Work required: Your response should consist of the entries below, reproduced exactly and without their images.

▬▬▬

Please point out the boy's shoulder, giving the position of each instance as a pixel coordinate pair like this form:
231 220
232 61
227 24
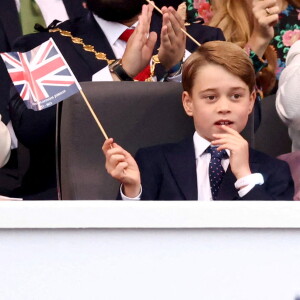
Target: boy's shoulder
266 160
183 146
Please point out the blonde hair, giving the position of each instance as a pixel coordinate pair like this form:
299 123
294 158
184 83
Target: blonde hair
225 54
235 19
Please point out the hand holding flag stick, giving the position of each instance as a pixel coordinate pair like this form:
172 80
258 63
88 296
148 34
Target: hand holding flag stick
187 34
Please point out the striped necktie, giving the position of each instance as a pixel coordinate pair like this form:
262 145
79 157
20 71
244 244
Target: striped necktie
216 171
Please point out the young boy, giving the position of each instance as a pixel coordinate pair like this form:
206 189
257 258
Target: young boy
216 163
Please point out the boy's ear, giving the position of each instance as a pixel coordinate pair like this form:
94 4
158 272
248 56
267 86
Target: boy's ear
187 103
252 101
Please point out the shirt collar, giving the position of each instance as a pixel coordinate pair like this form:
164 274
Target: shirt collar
201 144
112 30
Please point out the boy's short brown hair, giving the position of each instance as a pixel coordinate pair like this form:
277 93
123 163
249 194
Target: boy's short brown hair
225 54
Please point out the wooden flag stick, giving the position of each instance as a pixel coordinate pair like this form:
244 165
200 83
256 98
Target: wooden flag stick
94 115
187 34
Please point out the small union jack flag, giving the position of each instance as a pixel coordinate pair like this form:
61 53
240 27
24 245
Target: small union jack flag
41 75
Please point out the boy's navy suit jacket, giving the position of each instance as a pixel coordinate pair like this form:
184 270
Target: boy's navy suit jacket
168 172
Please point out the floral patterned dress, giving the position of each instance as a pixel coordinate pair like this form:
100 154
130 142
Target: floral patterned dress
287 32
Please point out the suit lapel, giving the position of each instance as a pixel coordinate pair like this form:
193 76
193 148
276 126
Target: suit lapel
74 8
182 163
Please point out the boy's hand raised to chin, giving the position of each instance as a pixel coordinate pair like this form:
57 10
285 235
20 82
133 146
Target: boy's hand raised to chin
239 150
122 166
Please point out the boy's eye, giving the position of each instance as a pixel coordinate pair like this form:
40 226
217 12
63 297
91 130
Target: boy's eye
210 97
236 96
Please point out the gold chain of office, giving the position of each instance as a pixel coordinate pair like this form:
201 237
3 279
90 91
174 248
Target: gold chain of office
101 55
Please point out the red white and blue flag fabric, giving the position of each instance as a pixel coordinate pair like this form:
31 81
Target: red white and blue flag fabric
41 75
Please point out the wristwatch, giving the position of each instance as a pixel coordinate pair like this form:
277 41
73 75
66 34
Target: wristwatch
117 68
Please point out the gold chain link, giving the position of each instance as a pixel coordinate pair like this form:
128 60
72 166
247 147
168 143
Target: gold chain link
101 55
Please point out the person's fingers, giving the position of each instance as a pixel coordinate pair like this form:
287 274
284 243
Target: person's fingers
107 145
118 171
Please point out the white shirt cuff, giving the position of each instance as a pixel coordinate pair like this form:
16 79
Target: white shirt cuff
249 183
138 197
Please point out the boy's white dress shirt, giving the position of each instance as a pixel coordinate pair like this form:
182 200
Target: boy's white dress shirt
5 142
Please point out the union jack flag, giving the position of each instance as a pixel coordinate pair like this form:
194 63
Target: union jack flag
41 75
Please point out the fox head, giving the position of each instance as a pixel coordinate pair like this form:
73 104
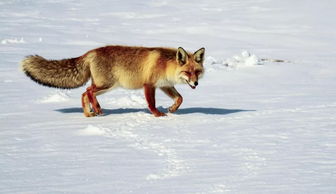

▬▬▬

Solution below:
Please point out the boy's shoulder, giving the position of each instance as a pixel coordinate pair like this form:
231 220
232 61
227 24
Target: boy's shoulder
266 160
183 146
Please point out the blonde hair, giving the position of each instance as a pixel coordinate pair like this form:
299 123
294 158
184 83
Target: blonde hair
225 54
235 19
Please point out the hand holding flag stick, giving the position of each instance as a pixel coordinate pair like this form:
172 80
258 63
88 296
148 34
Target: hand holding flag stick
187 34
Please point out the striped necktie, giving the position of each instance as a pixel coordinate pair like this form:
262 145
79 157
20 71
244 244
Target: striped necktie
216 171
Please point out the young boy, giving the position of each instance as a pixel coordinate pair like this form:
206 189
257 258
Target: young boy
216 163
Please point out the boy's ear, giving the position of each instance as a pixel coordinate pair like this form:
94 4
158 272
248 56
267 86
Target: boy's ear
187 103
252 101
Please point out the shirt collar, giving the position of each instance as a pixel coordinate pair like this form:
164 274
Target: shirt collar
201 144
112 30
Please point out the boy's short brown hair, giving the position of each instance as a pixel coordinate pair like this form:
277 93
123 163
249 194
Target: boy's short brown hair
225 54
Please point out the wooden flag stick, giving the position of each instance as a pixel coordinate pair like this form:
244 165
200 83
256 98
Target: wooden flag stick
94 115
187 34
Please point out the small union jack flag, giving the position of each instance as a pixel coordinate pair like this form:
61 53
240 27
24 245
Target: small union jack flag
41 75
Please point out the boy's navy suit jacket, giving the position of each instance as a pixel coordinate pair like this form:
184 270
Target: boy's navy suit jacket
168 172
Please point out the floral patterned dress, giving the position of each instance as a pixel coordinate pair like this form:
100 154
130 142
Target: floral patterned dress
287 32
Please point out the suit lapel, giving the position of each instance as a pixel coordinate pair like this form:
193 76
193 148
276 126
Target: suit lapel
74 8
182 163
Please point out the boy's hand raised to chin, giving the position of each instance as a pixel coordinate pair like this form:
57 10
285 235
20 82
133 146
Target: boy's hand raised to chin
239 150
122 166
Please point out the boy's eye, giving the position of each instance as a pixel coordinate pair like this form:
40 226
217 12
63 297
91 130
Target: boy's eye
210 97
236 96
Please point out the gold chain of office, giving the position of each instance as a pixel coordinate pair like this form:
201 237
3 279
90 91
174 248
Target: gold chain of office
101 55
Please point out the red white and blue flag fabric, giving the position of each instance as a pixel coordinate pair like this form:
31 81
Target: red white and blue flag fabric
41 75
Please point out the wristwatch, giving the position of each instance as a pixel coordinate pair like this form:
277 41
73 75
66 34
Target: wristwatch
117 68
Please point out the gold chain link, giving the position of each instance as a pixel coordinate pair like this form:
128 60
72 166
247 147
168 143
Target: gold chain link
101 55
Please point out the person's fingers, giving the position of each instance as a pixel coordinate pair like this form:
287 274
284 243
Target: person's fingers
107 145
118 171
Please point out the white shirt cuff, giving the position of each instance as a pixel coordinate pair like this form:
16 79
Target: white shirt cuff
249 183
138 197
Please point out the boy's white dress shirt, giving the position of each instance as a pixel coordinate pair like this form:
182 200
Target: boy's white dress shirt
5 142
Please point out the union jack flag, giving the position of each instance as a pixel coordinate pair like this form:
194 63
Target: union jack flag
41 75
Please point out the fox head, giving the position of each instance as a pixel coordinate pair like this form:
73 104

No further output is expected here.